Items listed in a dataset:
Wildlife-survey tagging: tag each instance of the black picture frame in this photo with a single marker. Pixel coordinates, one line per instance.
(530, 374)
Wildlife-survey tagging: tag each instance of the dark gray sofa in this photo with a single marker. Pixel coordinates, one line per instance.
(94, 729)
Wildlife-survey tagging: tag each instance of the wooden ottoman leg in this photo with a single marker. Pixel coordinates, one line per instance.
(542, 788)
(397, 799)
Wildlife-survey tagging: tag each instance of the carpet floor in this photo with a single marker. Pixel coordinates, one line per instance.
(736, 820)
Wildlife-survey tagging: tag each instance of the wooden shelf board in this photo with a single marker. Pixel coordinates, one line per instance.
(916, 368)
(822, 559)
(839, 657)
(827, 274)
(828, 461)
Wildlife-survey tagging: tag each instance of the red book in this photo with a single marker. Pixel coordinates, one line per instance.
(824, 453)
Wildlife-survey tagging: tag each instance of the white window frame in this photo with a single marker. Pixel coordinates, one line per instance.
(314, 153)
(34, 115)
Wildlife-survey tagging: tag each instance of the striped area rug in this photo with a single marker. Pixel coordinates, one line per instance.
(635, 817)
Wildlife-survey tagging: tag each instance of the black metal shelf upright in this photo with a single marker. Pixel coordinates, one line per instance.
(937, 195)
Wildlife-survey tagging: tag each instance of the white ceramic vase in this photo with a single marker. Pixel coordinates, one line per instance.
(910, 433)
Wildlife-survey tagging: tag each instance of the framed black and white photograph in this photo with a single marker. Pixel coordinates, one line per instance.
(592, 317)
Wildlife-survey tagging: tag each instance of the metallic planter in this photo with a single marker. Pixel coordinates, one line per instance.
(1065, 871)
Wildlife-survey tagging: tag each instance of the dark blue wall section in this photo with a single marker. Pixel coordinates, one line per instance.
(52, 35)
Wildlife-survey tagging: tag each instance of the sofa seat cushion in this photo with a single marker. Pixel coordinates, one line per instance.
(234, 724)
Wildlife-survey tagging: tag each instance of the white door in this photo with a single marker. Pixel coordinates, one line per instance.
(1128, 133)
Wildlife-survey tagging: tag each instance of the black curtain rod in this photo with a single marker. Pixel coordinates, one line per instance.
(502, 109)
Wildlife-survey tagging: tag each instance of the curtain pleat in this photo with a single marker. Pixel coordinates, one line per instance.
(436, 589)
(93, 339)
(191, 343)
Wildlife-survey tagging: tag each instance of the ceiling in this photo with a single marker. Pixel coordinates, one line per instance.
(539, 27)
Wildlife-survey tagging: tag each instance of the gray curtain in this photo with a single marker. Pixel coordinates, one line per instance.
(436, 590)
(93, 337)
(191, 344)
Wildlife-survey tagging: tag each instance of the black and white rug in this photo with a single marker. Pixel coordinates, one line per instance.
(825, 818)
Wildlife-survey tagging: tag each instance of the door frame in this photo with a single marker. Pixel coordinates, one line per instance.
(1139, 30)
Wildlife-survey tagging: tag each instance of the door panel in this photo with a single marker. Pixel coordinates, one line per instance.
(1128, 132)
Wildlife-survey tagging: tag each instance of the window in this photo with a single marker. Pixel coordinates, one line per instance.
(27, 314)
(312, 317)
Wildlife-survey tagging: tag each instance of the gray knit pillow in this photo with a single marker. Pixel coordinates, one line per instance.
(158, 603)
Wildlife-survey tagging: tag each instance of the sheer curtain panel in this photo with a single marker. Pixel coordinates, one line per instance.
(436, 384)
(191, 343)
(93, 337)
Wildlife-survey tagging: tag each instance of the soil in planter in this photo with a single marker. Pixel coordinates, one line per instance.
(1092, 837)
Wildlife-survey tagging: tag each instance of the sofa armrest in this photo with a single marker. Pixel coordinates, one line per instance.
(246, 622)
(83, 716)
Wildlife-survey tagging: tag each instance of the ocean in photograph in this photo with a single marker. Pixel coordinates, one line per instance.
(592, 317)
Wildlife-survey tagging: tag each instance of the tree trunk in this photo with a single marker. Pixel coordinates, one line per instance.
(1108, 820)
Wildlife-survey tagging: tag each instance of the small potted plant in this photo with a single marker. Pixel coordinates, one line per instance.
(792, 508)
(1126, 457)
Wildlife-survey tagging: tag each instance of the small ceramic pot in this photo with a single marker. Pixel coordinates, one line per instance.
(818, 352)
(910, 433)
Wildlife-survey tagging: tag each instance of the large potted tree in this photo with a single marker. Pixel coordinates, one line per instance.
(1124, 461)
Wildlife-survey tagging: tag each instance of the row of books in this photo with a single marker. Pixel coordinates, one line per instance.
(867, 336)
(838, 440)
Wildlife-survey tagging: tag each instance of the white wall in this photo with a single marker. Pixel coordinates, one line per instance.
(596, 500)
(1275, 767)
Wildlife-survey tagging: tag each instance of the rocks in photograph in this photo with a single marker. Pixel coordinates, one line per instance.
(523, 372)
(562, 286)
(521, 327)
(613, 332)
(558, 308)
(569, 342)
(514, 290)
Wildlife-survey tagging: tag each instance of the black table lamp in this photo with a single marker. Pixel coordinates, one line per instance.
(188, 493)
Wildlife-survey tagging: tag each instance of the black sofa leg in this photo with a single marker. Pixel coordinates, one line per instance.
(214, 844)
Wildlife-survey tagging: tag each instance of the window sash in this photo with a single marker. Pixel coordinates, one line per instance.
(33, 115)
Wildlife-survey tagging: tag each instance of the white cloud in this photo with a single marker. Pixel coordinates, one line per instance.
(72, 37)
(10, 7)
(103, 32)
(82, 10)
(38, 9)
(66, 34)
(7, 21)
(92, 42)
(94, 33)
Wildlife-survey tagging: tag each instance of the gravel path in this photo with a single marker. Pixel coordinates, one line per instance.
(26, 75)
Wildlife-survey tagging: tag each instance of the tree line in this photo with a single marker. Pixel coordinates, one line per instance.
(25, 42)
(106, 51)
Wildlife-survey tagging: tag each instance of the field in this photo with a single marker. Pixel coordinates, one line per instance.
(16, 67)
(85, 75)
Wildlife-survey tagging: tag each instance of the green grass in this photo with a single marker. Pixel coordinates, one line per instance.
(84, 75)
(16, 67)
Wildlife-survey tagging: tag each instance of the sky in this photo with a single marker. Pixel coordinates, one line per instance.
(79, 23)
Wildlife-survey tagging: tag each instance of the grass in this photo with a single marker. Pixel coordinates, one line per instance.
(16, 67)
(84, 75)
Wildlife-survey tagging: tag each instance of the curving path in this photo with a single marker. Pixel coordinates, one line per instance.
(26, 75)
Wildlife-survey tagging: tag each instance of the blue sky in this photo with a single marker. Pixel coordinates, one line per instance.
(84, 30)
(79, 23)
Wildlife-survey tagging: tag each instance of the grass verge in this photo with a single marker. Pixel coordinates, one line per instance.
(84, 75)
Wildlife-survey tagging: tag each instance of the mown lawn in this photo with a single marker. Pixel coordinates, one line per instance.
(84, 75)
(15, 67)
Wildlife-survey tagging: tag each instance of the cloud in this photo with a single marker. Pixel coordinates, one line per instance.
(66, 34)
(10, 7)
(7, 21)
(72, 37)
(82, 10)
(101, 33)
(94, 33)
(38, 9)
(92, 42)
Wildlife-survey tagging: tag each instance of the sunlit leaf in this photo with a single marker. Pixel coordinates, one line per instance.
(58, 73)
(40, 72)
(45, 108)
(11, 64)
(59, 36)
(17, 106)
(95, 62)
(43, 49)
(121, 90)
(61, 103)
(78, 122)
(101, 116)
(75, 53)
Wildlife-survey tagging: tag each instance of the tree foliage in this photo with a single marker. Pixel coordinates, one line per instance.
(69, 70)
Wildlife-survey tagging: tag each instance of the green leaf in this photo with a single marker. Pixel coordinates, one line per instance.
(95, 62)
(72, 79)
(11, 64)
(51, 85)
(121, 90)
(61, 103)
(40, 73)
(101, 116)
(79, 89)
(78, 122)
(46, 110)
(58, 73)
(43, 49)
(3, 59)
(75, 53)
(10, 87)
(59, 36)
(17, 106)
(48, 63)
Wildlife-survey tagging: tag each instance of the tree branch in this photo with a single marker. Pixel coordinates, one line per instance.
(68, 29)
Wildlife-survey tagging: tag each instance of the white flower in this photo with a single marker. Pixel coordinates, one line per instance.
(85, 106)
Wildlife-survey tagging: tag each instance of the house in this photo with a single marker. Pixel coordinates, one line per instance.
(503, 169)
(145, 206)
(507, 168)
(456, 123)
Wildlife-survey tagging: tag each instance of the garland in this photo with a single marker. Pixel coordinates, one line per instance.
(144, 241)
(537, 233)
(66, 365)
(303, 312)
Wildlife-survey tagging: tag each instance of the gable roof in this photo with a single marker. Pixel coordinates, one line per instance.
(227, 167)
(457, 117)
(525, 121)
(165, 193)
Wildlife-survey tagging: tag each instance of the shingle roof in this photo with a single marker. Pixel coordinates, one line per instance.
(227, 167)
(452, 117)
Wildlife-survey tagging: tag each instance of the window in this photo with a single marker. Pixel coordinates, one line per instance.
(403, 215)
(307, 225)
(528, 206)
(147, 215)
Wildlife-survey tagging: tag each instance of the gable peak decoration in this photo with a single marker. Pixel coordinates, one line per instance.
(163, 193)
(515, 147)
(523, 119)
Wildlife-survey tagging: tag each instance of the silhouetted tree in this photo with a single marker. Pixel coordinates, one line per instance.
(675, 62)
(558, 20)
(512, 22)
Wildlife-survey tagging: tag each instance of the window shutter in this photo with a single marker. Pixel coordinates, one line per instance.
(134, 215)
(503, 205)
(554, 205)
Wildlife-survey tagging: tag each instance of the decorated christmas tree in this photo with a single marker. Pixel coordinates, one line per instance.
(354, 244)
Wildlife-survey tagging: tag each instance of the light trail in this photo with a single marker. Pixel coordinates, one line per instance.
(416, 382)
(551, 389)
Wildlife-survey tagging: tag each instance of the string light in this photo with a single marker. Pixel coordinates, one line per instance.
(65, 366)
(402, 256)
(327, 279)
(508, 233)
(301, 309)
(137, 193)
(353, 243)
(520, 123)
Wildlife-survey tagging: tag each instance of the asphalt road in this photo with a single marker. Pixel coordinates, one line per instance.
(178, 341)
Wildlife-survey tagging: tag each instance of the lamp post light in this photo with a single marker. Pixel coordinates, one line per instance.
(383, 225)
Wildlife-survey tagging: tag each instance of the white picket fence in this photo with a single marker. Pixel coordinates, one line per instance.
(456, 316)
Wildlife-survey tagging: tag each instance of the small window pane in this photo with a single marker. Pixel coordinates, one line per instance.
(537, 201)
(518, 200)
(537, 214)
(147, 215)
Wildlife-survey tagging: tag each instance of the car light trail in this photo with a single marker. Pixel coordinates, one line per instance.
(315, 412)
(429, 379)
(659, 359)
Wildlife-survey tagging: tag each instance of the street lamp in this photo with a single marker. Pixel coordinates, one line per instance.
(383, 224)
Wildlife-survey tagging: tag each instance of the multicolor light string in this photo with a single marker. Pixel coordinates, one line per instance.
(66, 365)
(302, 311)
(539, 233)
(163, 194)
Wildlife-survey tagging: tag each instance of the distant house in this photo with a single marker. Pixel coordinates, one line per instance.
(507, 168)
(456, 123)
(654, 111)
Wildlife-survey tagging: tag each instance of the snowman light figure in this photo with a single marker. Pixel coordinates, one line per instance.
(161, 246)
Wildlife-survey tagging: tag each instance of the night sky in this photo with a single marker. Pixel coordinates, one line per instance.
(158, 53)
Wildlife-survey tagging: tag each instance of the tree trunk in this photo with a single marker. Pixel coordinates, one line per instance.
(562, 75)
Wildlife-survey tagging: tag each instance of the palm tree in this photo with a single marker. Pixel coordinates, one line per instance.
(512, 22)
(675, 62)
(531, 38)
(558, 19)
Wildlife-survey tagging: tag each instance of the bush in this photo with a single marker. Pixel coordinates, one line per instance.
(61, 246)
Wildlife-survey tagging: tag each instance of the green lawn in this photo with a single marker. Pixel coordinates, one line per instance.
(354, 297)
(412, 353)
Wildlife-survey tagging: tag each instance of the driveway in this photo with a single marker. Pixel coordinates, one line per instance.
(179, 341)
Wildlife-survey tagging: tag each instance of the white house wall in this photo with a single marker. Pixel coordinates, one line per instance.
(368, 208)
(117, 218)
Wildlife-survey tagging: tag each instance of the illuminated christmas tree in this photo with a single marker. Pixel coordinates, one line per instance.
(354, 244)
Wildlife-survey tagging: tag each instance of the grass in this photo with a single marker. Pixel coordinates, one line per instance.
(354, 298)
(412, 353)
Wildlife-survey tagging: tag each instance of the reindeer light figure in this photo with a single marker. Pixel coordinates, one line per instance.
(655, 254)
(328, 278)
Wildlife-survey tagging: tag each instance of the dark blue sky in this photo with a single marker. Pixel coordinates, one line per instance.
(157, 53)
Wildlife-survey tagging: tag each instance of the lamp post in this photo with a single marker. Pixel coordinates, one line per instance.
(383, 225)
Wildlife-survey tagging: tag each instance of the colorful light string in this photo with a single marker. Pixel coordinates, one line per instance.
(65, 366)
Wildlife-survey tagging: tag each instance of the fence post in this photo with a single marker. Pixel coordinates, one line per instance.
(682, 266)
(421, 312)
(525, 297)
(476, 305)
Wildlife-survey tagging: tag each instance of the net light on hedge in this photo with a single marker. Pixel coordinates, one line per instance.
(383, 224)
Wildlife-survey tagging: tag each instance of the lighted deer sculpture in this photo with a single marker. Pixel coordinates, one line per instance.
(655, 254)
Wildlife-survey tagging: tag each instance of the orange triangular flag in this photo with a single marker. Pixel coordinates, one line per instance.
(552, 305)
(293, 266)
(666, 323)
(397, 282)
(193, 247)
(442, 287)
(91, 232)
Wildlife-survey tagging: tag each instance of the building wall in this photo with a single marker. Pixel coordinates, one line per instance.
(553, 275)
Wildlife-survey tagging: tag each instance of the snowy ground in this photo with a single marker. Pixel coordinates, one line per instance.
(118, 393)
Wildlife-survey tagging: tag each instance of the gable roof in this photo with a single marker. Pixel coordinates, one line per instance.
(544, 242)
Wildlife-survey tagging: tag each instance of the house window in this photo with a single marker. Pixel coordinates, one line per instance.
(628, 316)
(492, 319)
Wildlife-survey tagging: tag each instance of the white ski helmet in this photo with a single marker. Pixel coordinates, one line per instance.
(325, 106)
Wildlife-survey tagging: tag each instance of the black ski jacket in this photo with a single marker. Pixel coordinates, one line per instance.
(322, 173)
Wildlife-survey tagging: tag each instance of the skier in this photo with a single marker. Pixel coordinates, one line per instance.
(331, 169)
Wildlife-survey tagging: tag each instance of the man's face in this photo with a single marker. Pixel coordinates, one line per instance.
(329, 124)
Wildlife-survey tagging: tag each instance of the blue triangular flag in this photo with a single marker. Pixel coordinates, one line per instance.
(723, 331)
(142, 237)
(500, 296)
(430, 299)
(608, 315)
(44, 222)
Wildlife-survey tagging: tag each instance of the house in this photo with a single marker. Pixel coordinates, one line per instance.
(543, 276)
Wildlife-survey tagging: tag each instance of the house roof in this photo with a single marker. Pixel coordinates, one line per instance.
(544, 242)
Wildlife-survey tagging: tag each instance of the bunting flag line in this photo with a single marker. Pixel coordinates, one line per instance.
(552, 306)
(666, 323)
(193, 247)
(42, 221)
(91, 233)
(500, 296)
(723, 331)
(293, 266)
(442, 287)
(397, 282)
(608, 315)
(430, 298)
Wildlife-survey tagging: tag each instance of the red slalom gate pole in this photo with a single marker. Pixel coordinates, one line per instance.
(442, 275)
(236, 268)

Brief:
Pull out every line from the one with "Wildlife-survey tagging: tag each instance of the house window" to the end of the listing, and output only those.

Answer below:
Wildlife-survey tagging: tag each instance of the house window in this photo with a single marker. Pixel coordinates, one line per instance.
(628, 316)
(492, 319)
Wildlife-survey tagging: tag each instance of the white ski helmet in this photo with a single marker. Pixel coordinates, one line per instance.
(325, 106)
Wildlife-survey tagging: tag each instance of the black ski jacket in this photo with a single marker. Pixel coordinates, one line per instance.
(322, 173)
Wildlife-survey tagging: tag each instance of the skier in this photo with a single marker. Pixel coordinates, one line per instance.
(331, 169)
Wildlife-survey tagging: tag each instance of the man's face in this photo with a single marker. Pixel coordinates, one line per instance.
(329, 124)
Wildlife-survey tagging: tag each instance of the blue triangular flag in this photo with a single marker. Pixel coordinates, one line per instance.
(723, 331)
(142, 237)
(500, 296)
(430, 299)
(608, 315)
(44, 222)
Wildlife-survey tagging: tag each instance of the house in this photo with a single marker. Pixel coordinates, one line per instance.
(543, 276)
Wildlife-survey tagging: tag each instance of the house roof in this photo with a single marker. Pixel coordinates, one line per instance.
(544, 242)
Wildlife-survey tagging: tag each instance of the bunting flag line in this photo with a single marker. Pixel coordinates, one line per instance.
(552, 306)
(666, 323)
(193, 247)
(42, 221)
(91, 233)
(500, 296)
(723, 331)
(293, 266)
(442, 287)
(397, 282)
(608, 315)
(430, 298)
Wildlife-survey tagging: tag each instance of the red slalom gate pole in this photo with a single marker. Pixel coordinates, one line per instance.
(442, 275)
(236, 268)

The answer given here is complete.